*** Opening Supplied entries ***

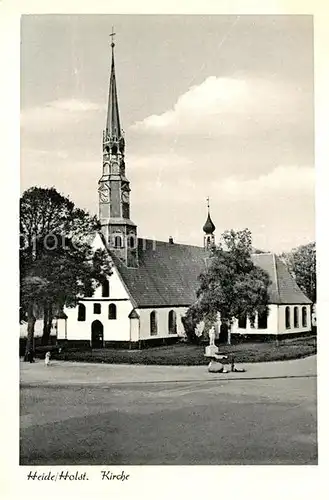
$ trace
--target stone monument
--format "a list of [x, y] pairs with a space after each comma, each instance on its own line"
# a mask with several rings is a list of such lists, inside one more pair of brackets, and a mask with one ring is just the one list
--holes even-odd
[[216, 358], [218, 355], [218, 347], [215, 345], [215, 327], [212, 326], [209, 330], [209, 345], [206, 346], [205, 356], [208, 358]]

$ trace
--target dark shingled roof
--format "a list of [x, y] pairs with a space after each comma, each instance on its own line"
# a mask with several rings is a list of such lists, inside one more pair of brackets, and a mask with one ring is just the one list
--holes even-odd
[[[153, 308], [189, 306], [196, 300], [207, 253], [202, 247], [139, 239], [138, 268], [126, 267], [112, 252], [111, 256], [136, 307]], [[276, 255], [254, 254], [252, 258], [270, 276], [271, 304], [311, 303]]]
[[311, 304], [312, 301], [301, 291], [289, 273], [287, 266], [273, 253], [254, 254], [256, 266], [264, 269], [270, 276], [269, 289], [271, 304]]

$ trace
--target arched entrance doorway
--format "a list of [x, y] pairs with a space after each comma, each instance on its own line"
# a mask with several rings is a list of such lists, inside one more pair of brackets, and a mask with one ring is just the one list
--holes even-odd
[[98, 319], [91, 324], [91, 348], [100, 349], [104, 347], [104, 327]]

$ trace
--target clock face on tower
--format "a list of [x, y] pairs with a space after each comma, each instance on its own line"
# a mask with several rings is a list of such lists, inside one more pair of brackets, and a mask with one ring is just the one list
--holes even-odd
[[98, 192], [101, 203], [108, 203], [110, 201], [110, 191], [106, 185], [103, 184]]

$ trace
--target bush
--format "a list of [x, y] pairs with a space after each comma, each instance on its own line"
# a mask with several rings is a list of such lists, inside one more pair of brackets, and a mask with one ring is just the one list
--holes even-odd
[[[316, 353], [316, 345], [314, 339], [308, 338], [295, 341], [283, 340], [278, 346], [273, 342], [223, 345], [219, 347], [219, 351], [229, 358], [233, 356], [236, 363], [257, 363], [304, 358]], [[204, 356], [204, 347], [192, 344], [153, 347], [141, 351], [119, 349], [81, 351], [67, 348], [56, 354], [56, 359], [88, 363], [172, 366], [201, 366], [209, 363], [209, 359]]]

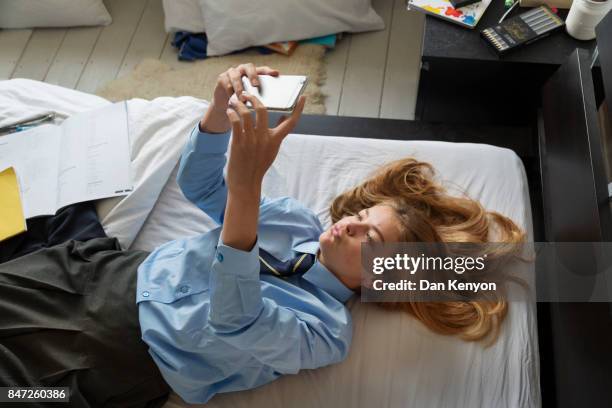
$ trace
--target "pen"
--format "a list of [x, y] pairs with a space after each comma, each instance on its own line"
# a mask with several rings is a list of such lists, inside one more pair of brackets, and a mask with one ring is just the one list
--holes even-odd
[[[515, 0], [514, 3], [512, 3], [512, 5], [510, 6], [510, 8], [504, 13], [504, 15], [501, 16], [501, 18], [499, 19], [497, 24], [501, 24], [502, 21], [504, 21], [506, 19], [506, 17], [508, 17], [508, 14], [512, 13], [512, 10], [514, 10], [516, 8], [516, 6], [518, 6], [518, 4], [519, 4], [519, 0]], [[508, 5], [508, 3], [506, 3], [506, 6], [507, 5]]]
[[22, 120], [20, 122], [13, 123], [12, 125], [0, 128], [0, 133], [13, 133], [13, 132], [20, 132], [22, 130], [30, 129], [44, 122], [54, 120], [55, 116], [56, 116], [56, 113], [51, 112], [51, 113], [46, 113], [44, 115], [35, 116], [30, 119]]
[[17, 127], [15, 127], [15, 131], [13, 133], [17, 133], [17, 132], [21, 132], [21, 131], [24, 131], [24, 130], [32, 129], [33, 127], [36, 127], [36, 125], [17, 126]]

*** Closing Supplied entries ***

▶ _Problem details_: Output all of the data word for word, excluding any pictures.

▶ _Result of this task_:
$ trace
--target stone monument
--format "a list of [x, y] pairs with a space after each comma, each instance on its own line"
# a mask with several rings is a list of such lists, inside one more pair of brackets, and a mask with one ring is just the one list
--holes even-odd
[[216, 358], [218, 355], [218, 347], [215, 345], [215, 327], [212, 326], [209, 330], [209, 345], [206, 346], [205, 356], [208, 358]]

$ trace
--target dark shingled roof
--format "a list of [x, y] pairs with a space after each comma, each instance on its own line"
# a mask with several rings is a list of such lists, inside one more pair of brackets, and a mask with one ring is just the one list
--holes even-odd
[[[153, 308], [189, 306], [196, 300], [207, 253], [202, 247], [139, 239], [138, 268], [126, 267], [112, 252], [111, 256], [136, 307]], [[276, 255], [254, 254], [252, 258], [270, 276], [271, 304], [311, 303]]]
[[311, 304], [312, 301], [301, 291], [289, 273], [287, 266], [273, 253], [254, 254], [256, 266], [264, 269], [270, 276], [269, 289], [271, 304]]

$ trace
--target arched entrance doorway
--format "a list of [x, y] pairs with a space after each comma, each instance on its own line"
# a mask with several rings is a list of such lists, inside one more pair of brackets, and a mask with one ring is just the one list
--holes even-odd
[[98, 319], [91, 324], [91, 348], [100, 349], [104, 347], [104, 327]]

$ trace
--target clock face on tower
--format "a list of [x, y] pairs with a space after each comma, each instance on its own line"
# a mask with several rings is a list of such lists, inside one more pair of brackets, and a mask with one ring is just the one list
--holes even-odd
[[98, 192], [101, 203], [108, 203], [110, 201], [110, 191], [106, 185], [103, 184]]

$ trace
--target bush
--format "a list of [x, y] pairs with a space after each comma, each instance on its own line"
# a mask with several rings is a list of such lists, inside one more pair of brackets, and a mask with one ring is just the one list
--holes even-odd
[[[316, 353], [316, 345], [314, 339], [308, 338], [295, 341], [283, 340], [278, 346], [273, 342], [223, 345], [219, 347], [219, 351], [229, 358], [233, 356], [236, 363], [257, 363], [304, 358]], [[204, 356], [204, 347], [192, 344], [153, 347], [141, 351], [119, 349], [81, 351], [67, 348], [56, 354], [56, 359], [88, 363], [172, 366], [201, 366], [209, 363], [209, 359]]]

$ trace
--target "pen"
--format "a list of [x, y] pairs with a space after each comma, each instance on its own line"
# a mask with several rings is a list of such lists, inside one more pair of brackets, and a mask with one ring is just the one list
--holes even-odd
[[[515, 0], [514, 3], [512, 3], [512, 5], [510, 6], [510, 8], [504, 13], [504, 15], [501, 16], [501, 18], [499, 19], [497, 24], [501, 24], [502, 21], [504, 21], [506, 19], [506, 17], [508, 17], [508, 14], [512, 13], [512, 10], [514, 10], [516, 8], [516, 6], [518, 6], [518, 4], [519, 4], [519, 0]], [[508, 5], [508, 3], [506, 3], [506, 6], [507, 5]]]
[[22, 120], [20, 122], [13, 123], [12, 125], [0, 128], [0, 133], [13, 133], [13, 132], [20, 132], [22, 130], [30, 129], [44, 122], [54, 120], [55, 116], [56, 116], [56, 113], [51, 112], [51, 113], [46, 113], [44, 115], [35, 116], [30, 119]]
[[17, 127], [15, 127], [15, 131], [13, 133], [17, 133], [17, 132], [21, 132], [21, 131], [24, 131], [24, 130], [32, 129], [33, 127], [36, 127], [36, 125], [17, 126]]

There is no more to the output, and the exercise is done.